Exercise data START
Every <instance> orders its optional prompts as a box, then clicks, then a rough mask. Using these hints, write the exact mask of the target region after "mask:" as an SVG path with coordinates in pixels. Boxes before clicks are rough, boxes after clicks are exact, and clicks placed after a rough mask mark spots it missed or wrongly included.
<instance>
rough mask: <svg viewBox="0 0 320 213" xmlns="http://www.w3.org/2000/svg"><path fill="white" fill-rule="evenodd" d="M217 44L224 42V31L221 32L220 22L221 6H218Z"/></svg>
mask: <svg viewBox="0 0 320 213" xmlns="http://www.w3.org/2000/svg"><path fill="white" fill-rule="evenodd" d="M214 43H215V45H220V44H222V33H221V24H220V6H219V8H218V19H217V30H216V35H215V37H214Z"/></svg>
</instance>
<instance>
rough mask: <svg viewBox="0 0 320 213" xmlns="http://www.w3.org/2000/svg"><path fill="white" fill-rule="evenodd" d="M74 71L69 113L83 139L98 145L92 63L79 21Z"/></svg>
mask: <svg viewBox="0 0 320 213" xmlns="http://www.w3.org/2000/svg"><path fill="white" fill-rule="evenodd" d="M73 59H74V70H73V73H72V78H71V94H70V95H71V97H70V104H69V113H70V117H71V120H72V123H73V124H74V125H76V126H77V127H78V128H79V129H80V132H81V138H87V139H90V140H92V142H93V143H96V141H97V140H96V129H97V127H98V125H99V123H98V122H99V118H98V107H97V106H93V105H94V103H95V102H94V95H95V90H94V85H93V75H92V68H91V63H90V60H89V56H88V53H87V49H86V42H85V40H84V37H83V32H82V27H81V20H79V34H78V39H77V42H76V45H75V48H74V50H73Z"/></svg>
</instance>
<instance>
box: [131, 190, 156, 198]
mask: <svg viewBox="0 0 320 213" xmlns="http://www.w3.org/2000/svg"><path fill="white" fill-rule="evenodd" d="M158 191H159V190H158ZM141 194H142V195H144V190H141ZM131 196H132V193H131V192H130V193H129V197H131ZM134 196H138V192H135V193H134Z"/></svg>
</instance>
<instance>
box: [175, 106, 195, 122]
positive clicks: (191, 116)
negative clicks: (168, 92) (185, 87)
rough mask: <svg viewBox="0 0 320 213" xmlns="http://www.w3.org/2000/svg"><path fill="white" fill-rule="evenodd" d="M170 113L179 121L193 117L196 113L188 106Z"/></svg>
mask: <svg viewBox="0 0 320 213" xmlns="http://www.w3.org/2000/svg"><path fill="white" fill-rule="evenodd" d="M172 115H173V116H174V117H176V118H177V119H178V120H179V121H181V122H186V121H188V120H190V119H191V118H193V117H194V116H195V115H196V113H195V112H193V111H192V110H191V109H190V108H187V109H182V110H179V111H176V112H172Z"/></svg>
Exercise data END
Directions for this task
Please restate every record above word for word.

Task answer
Every <instance> orders its optional prompts as a box, then clicks, then a rough mask. Using these hints, write the exact mask of the target region after "mask:" as an SVG path with coordinates in pixels. Boxes before clicks are rough, boxes after clicks are exact, and clicks placed after a rough mask mark spots it missed or wrongly included.
<instance>
rough mask: <svg viewBox="0 0 320 213" xmlns="http://www.w3.org/2000/svg"><path fill="white" fill-rule="evenodd" d="M217 44L224 42V31L221 32L220 22L221 6H218Z"/></svg>
mask: <svg viewBox="0 0 320 213" xmlns="http://www.w3.org/2000/svg"><path fill="white" fill-rule="evenodd" d="M214 43H215V45H220V44H222V33H221V24H220V6H219V8H218V19H217V30H216V35H215V37H214Z"/></svg>
</instance>
<instance>
rough mask: <svg viewBox="0 0 320 213" xmlns="http://www.w3.org/2000/svg"><path fill="white" fill-rule="evenodd" d="M74 71L69 113L83 139L98 145L92 63L79 21Z"/></svg>
mask: <svg viewBox="0 0 320 213" xmlns="http://www.w3.org/2000/svg"><path fill="white" fill-rule="evenodd" d="M73 59H74V70H73V73H72V78H71V94H70V95H71V97H70V104H69V113H70V117H71V120H72V123H73V124H74V125H76V126H77V127H78V128H79V129H80V132H81V138H87V139H90V140H92V142H93V143H96V141H97V140H96V129H97V127H98V125H99V123H98V122H99V118H98V107H97V106H93V105H94V103H95V102H94V95H95V90H94V85H93V75H92V68H91V63H90V60H89V56H88V53H87V49H86V42H85V40H84V37H83V32H82V27H81V20H79V34H78V39H77V42H76V45H75V48H74V50H73Z"/></svg>
</instance>
<instance>
box: [131, 190, 156, 198]
mask: <svg viewBox="0 0 320 213" xmlns="http://www.w3.org/2000/svg"><path fill="white" fill-rule="evenodd" d="M158 191H159V190H158ZM141 194H142V195H144V190H141ZM131 196H132V193H131V192H130V193H129V197H131ZM134 196H138V192H135V193H134Z"/></svg>
</instance>
<instance>
box: [175, 106, 195, 122]
positive clicks: (191, 116)
negative clicks: (168, 92) (185, 87)
rough mask: <svg viewBox="0 0 320 213" xmlns="http://www.w3.org/2000/svg"><path fill="white" fill-rule="evenodd" d="M170 113L179 121L193 117L196 113L188 106Z"/></svg>
mask: <svg viewBox="0 0 320 213" xmlns="http://www.w3.org/2000/svg"><path fill="white" fill-rule="evenodd" d="M172 115H173V116H174V117H176V118H177V119H178V120H179V121H181V122H186V121H188V120H190V119H191V118H193V117H194V116H195V115H196V113H195V112H193V111H192V110H191V109H190V108H187V109H182V110H179V111H176V112H172Z"/></svg>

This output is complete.